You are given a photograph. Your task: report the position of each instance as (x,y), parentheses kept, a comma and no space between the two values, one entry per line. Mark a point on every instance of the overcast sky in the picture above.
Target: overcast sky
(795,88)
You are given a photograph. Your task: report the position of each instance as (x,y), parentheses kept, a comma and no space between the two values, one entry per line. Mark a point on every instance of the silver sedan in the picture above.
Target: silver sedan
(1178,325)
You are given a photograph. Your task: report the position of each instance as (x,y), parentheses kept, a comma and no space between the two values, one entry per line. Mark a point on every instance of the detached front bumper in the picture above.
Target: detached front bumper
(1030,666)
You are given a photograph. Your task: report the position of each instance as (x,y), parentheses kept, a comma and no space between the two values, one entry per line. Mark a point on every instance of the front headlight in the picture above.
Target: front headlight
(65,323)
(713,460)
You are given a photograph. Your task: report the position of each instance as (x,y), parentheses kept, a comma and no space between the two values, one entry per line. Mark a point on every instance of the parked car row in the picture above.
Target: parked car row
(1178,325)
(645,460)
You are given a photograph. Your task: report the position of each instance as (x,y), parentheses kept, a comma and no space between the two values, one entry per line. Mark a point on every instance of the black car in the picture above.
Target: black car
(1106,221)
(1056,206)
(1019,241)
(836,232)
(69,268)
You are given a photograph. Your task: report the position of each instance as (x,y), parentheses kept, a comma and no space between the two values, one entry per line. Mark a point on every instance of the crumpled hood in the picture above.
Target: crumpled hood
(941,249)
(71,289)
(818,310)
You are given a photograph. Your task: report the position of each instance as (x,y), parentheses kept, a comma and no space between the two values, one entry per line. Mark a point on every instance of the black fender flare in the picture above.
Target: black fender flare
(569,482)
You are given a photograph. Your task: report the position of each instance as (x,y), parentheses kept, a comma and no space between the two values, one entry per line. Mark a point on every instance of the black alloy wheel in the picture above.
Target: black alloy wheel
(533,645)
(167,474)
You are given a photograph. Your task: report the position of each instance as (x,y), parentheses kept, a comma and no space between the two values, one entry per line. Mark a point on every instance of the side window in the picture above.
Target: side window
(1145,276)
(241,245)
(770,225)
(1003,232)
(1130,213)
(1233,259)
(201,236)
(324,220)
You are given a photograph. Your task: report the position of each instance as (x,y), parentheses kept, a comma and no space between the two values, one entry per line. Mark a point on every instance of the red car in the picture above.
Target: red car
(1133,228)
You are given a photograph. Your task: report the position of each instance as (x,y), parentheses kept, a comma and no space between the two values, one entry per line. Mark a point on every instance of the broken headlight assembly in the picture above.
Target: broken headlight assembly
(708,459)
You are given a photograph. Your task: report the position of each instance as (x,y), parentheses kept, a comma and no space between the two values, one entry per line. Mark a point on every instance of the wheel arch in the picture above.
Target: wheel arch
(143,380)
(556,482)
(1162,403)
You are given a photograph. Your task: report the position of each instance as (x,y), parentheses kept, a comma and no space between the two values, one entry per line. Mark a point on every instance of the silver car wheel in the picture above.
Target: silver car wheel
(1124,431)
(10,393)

Set task
In full and verbatim, repeat the records given above.

Output for this task
You are given a photograph. Your task: report the position of each instance as (x,y), parentheses kept, a comma and no space between the two values, one entry per line. Mark a point on every instance of the overcast sky in the picture above.
Target: overcast sky
(795,88)
You are given a photograph. Your task: report the position of each instance as (x,y), parentheses kept, a comma and no space between the two values, one entry per line. Mark a point on every instance of the silver sedan in the picture above.
Target: silver sedan
(1178,325)
You are given a photograph. Your task: report the position of each instance as (x,y), parentheses kept, a comma and no space between the two values, one entry per line. Mark a point on every instance of the detached front bumper in the picture above.
Target: detached front bumper
(1030,666)
You are given a photograph. Your task: report the position of each instance as (x,y), parentheses kept, a comma and no space between the two values, one entry per line. Mark a point on every instance of the front headlight in the picture above.
Target: front headlight
(65,323)
(713,460)
You are given a photograph. Your task: report the position of each instance as (x,y), parentheses kept, a comma and no space between the two values, one entry per line. Mark a point on every instance of the parked car row in the picture above.
Target: parked car row
(1178,325)
(645,460)
You are given a photograph. Your task: report the position of each instance as (x,y), parentheses kept, a comma and no space between the two values, one entry per line. Mark a point on every instance of the black car in the picture above.
Target: black car
(1106,221)
(1056,206)
(1019,241)
(836,232)
(69,268)
You are given a photograph. Your task: report the position of each instance as (x,y), parentheses kept, a comma and no space between the two values, one entry per line. Mark a point on every instance of the crumpled hood in the picture above.
Target: crumpled hood
(941,249)
(71,289)
(818,310)
You are given a photograph. Your task: report the position of each instance as (x,y), parentheses kept, a comma and no space between the two values, one entry per line. Mark a point on every instance of the black fender flare in the picture above.
Target: black fender flare
(569,482)
You are given a photograph. Your task: report the position of each instance as (x,y), parentheses kept, a comma and no space between the two values, one entry per line. Mark a point on every instance of the black alloy wheel in the picture above.
Target: black alloy wheel
(533,645)
(167,474)
You are given a photograph. Your task: report the position of each instance as (x,y), parentheses kept, a comma and no space between the two values, one entry per line. Mark a point on every instance of the side window in the picture above.
Target: side window
(1145,276)
(241,245)
(770,225)
(1003,232)
(1130,213)
(1233,259)
(201,236)
(324,220)
You are given a photograph. Your task: report the position of each instance as (x,y), parentheses kept, a comma and no space between the two values, one entry per line. Mark a point on every instance of the red car in the picture above.
Target: red car
(1133,228)
You are given a photograph. Your task: report the position of each instance as (x,y), parentheses kept, a comma and no space between the two values, one entry per line. Mark a point on every instance of the broken headlight assembly in the picture above.
Target: broken headlight assembly
(708,459)
You are given a photograph. Your task: report the position of each instance as (x,y), parentheses kept, a comma and no space between the two values, one entry per line. Mark a point on every instance of the wheel arch in the picture above.
Target: wheel arch
(143,380)
(556,482)
(1162,403)
You are given a photograph. Your task: report the position of each instance as (x,y), parentheses kept, a comma and no space between the two values, one entry per line. Mark a point on every instance of the silver car wheel in the picture above.
Target: silver car wheel
(1124,431)
(10,393)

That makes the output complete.